━━ Selected excerpt

Hey everyone. Capone in Chicago here.

I'm not going to get into a discussion about whether or not the latest offering from writer-director Quentin Tarantino uses the N-word one too many times (or a hundred too many times). I suspect that the word is used as much in the movie (and in the same historical usage) as it was in the time period and place that is portrayed here: the deep South, two years prior to the Civil War. Maybe I'm wrong, and I'll admit it took me a while to get over the shock of hearing the word so many times. But DJANGO UNCHAINED isn't about a word; it's about the slave culture that gave birth to it.

Pay particular attention to the extraordinary performance by Christoph Waltz as Dr. King Schultz, a German-born bounty hunter who enlists the help of a slave named Django (Jamie Foxx, as physically and emotionally committed as I've ever seen him in any role). Waltz played a notorious Jew hunter in Tarantino's last film, INGLOURIOUS BASTERDS, and in that work, he uttered the word Jew with such venom that it almost burned your ears to hear it. But when Schultz and most other characters use the N-word in DJANGO UNCHAINED, it's simply the word of choice back in the day. Intent is the key, and while there are certainly plenty of characters here that flat out hate blacks across the board, for the most part, the word is not used as hate speech. At least that's what I tell myself to sleep better at night.

Although you can certainly look at DJANGO UNCHAINED as an atypical Western (or more rightly, a Southern), a revenge film or an adventure picture, I saw it as a buddy cop movie in which Django and Schultz are thrown together because Schultz is chasing a pair of outlaws known as the Brittle Brothers, and Django is the only person who knows what they look like. Django agrees to help track down the outlaws if Schultz, in turn, agrees to find Django's long-lost wife Broomhilda (Kerry Washington), from whom he was separated after the two tried to escape.

━━━━

→ **Required tasks**:
**a)** In the Django Unchained review, what role does Kerry Washington play?
**b)** Name every actor that the Django Unchained review credits with a role in the film.

━━ Material shown

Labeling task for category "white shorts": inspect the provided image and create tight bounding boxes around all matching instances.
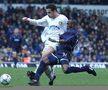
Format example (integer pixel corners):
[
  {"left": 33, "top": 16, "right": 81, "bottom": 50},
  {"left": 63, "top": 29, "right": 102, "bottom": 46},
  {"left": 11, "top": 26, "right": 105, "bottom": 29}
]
[{"left": 43, "top": 40, "right": 59, "bottom": 52}]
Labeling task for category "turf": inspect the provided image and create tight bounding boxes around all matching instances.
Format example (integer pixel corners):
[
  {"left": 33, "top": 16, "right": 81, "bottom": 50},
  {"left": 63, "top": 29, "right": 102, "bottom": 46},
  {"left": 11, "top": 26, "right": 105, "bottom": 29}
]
[{"left": 0, "top": 68, "right": 108, "bottom": 87}]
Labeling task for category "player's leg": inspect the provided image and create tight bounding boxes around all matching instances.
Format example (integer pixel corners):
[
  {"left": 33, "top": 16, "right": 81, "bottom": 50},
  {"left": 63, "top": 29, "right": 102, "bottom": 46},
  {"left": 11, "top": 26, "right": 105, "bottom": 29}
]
[
  {"left": 27, "top": 46, "right": 56, "bottom": 85},
  {"left": 29, "top": 55, "right": 58, "bottom": 86},
  {"left": 61, "top": 59, "right": 96, "bottom": 76}
]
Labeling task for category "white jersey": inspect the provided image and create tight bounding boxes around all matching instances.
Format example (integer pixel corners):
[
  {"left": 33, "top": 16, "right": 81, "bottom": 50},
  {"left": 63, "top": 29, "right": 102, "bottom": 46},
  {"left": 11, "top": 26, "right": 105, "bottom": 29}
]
[
  {"left": 28, "top": 14, "right": 68, "bottom": 34},
  {"left": 28, "top": 14, "right": 68, "bottom": 50},
  {"left": 41, "top": 27, "right": 49, "bottom": 42}
]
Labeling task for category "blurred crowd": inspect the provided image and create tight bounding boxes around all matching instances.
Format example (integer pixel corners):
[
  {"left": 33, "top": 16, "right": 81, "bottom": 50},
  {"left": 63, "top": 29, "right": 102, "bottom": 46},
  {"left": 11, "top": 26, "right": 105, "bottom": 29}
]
[
  {"left": 0, "top": 0, "right": 108, "bottom": 5},
  {"left": 0, "top": 3, "right": 108, "bottom": 62}
]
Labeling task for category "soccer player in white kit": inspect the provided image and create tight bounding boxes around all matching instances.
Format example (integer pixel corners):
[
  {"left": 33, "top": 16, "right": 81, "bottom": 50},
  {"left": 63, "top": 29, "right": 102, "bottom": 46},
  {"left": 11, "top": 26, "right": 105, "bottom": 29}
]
[{"left": 22, "top": 4, "right": 68, "bottom": 85}]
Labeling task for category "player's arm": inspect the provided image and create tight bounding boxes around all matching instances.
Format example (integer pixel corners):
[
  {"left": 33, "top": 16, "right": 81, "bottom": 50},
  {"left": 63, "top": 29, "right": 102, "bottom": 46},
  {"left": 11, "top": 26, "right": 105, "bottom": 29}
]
[
  {"left": 49, "top": 36, "right": 73, "bottom": 43},
  {"left": 22, "top": 16, "right": 48, "bottom": 27},
  {"left": 49, "top": 38, "right": 65, "bottom": 43}
]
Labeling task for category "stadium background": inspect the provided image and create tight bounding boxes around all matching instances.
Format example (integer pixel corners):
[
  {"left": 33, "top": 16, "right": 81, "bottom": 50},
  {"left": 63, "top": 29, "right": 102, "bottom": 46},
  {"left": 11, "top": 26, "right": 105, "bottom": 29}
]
[{"left": 0, "top": 0, "right": 108, "bottom": 85}]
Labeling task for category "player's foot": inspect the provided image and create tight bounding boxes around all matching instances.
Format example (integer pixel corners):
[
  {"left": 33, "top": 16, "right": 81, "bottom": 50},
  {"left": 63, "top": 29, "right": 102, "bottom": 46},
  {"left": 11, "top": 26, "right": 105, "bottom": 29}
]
[
  {"left": 85, "top": 66, "right": 97, "bottom": 76},
  {"left": 49, "top": 75, "right": 56, "bottom": 86},
  {"left": 28, "top": 80, "right": 40, "bottom": 86},
  {"left": 27, "top": 71, "right": 35, "bottom": 80}
]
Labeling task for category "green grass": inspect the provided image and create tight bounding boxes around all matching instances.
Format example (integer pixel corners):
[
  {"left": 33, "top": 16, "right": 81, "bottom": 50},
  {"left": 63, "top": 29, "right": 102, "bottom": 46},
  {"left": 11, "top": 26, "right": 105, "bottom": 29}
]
[{"left": 0, "top": 68, "right": 108, "bottom": 87}]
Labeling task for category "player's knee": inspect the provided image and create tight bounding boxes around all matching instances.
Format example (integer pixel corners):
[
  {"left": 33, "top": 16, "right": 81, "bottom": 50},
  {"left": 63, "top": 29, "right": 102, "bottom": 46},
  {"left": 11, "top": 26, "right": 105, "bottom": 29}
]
[
  {"left": 41, "top": 59, "right": 49, "bottom": 64},
  {"left": 63, "top": 67, "right": 68, "bottom": 74}
]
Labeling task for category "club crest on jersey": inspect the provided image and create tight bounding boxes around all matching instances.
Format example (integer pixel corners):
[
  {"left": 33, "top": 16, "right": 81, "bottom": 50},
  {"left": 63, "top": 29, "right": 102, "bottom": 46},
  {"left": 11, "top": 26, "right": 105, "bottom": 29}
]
[{"left": 59, "top": 21, "right": 63, "bottom": 25}]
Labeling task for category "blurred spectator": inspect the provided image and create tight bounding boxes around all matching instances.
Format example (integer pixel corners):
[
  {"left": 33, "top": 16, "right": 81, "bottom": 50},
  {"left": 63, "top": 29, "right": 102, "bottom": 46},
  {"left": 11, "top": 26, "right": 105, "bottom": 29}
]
[{"left": 0, "top": 4, "right": 108, "bottom": 62}]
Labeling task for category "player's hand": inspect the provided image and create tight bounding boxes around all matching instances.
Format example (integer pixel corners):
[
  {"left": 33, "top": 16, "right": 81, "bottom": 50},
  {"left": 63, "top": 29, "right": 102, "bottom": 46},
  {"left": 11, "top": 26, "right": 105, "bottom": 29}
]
[
  {"left": 22, "top": 17, "right": 29, "bottom": 22},
  {"left": 49, "top": 38, "right": 57, "bottom": 42}
]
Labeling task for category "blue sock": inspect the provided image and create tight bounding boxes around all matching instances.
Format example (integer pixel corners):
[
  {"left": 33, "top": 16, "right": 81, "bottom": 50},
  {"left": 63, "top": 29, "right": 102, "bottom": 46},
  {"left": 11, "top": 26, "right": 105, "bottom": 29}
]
[
  {"left": 65, "top": 67, "right": 85, "bottom": 74},
  {"left": 34, "top": 61, "right": 46, "bottom": 81}
]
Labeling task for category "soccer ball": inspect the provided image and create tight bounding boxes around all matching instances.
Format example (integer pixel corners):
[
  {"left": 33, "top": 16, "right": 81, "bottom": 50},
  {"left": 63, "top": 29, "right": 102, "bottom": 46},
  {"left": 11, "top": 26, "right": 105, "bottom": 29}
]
[{"left": 0, "top": 74, "right": 11, "bottom": 85}]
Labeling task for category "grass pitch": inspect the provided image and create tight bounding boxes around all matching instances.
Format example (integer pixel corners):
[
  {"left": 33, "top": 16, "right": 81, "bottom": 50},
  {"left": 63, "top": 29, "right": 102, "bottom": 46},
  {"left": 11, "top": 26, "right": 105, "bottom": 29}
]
[{"left": 0, "top": 68, "right": 108, "bottom": 88}]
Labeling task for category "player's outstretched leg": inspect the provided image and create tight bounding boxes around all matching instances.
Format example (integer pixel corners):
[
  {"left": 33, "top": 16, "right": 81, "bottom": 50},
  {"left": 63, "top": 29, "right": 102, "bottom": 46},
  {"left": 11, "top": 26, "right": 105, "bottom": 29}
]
[
  {"left": 28, "top": 60, "right": 46, "bottom": 86},
  {"left": 84, "top": 66, "right": 97, "bottom": 76},
  {"left": 45, "top": 65, "right": 56, "bottom": 86}
]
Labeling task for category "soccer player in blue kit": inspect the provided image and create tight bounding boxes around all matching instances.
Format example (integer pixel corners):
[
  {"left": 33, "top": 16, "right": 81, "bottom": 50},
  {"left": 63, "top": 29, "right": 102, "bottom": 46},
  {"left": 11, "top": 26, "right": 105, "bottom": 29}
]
[{"left": 29, "top": 20, "right": 97, "bottom": 86}]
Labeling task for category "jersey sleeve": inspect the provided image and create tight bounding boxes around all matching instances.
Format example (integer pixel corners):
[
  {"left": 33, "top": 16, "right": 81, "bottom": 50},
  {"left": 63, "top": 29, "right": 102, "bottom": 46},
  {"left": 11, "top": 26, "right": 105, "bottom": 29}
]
[{"left": 28, "top": 16, "right": 48, "bottom": 27}]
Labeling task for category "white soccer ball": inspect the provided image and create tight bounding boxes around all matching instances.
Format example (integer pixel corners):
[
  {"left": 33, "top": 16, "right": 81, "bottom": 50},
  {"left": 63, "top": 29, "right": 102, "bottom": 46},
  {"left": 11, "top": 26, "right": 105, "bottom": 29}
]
[{"left": 0, "top": 74, "right": 11, "bottom": 85}]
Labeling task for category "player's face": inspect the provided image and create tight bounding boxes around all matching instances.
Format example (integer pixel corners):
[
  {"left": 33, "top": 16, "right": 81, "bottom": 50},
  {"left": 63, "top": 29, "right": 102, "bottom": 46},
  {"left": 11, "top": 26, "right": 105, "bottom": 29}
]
[
  {"left": 67, "top": 21, "right": 73, "bottom": 28},
  {"left": 46, "top": 9, "right": 55, "bottom": 18}
]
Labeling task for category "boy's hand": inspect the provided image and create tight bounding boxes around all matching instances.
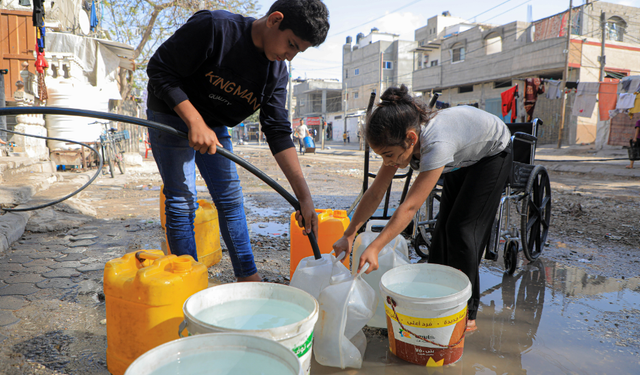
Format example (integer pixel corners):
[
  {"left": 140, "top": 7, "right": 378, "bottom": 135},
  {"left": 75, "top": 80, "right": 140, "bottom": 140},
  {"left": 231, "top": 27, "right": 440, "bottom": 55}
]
[
  {"left": 358, "top": 246, "right": 382, "bottom": 274},
  {"left": 333, "top": 236, "right": 353, "bottom": 259},
  {"left": 189, "top": 121, "right": 222, "bottom": 155},
  {"left": 296, "top": 201, "right": 318, "bottom": 238}
]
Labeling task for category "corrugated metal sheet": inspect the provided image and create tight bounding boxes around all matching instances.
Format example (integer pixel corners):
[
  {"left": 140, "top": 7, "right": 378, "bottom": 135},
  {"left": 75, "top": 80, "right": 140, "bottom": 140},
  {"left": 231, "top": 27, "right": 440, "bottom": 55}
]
[{"left": 0, "top": 9, "right": 36, "bottom": 101}]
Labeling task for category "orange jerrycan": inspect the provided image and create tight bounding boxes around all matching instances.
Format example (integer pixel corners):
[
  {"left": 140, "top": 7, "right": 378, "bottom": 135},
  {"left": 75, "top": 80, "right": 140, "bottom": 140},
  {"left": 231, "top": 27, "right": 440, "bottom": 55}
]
[
  {"left": 104, "top": 250, "right": 208, "bottom": 375},
  {"left": 160, "top": 185, "right": 222, "bottom": 268},
  {"left": 289, "top": 209, "right": 350, "bottom": 277}
]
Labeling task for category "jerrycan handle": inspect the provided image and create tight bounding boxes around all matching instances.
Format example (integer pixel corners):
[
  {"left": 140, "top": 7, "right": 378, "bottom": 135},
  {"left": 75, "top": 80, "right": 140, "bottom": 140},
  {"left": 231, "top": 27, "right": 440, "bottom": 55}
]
[
  {"left": 365, "top": 220, "right": 389, "bottom": 232},
  {"left": 356, "top": 262, "right": 370, "bottom": 277},
  {"left": 136, "top": 251, "right": 163, "bottom": 263},
  {"left": 178, "top": 319, "right": 191, "bottom": 338}
]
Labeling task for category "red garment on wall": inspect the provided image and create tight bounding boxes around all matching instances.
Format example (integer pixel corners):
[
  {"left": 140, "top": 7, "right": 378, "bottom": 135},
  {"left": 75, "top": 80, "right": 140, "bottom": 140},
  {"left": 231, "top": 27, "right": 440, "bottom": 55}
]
[
  {"left": 524, "top": 78, "right": 544, "bottom": 121},
  {"left": 500, "top": 85, "right": 518, "bottom": 122}
]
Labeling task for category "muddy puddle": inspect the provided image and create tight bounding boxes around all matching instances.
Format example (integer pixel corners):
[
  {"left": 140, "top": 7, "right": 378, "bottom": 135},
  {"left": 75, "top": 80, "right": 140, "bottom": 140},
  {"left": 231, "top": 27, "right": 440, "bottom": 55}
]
[{"left": 311, "top": 259, "right": 640, "bottom": 375}]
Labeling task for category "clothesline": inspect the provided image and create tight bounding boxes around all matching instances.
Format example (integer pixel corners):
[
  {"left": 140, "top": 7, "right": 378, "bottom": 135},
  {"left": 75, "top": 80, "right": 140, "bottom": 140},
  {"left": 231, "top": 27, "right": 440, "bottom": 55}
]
[{"left": 501, "top": 76, "right": 640, "bottom": 121}]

━━━━

→ **Task-by-task results**:
**a)** Broomhilda, Django's long-lost wife.

**b)** Christoph Waltz, Jamie Foxx, Kerry Washington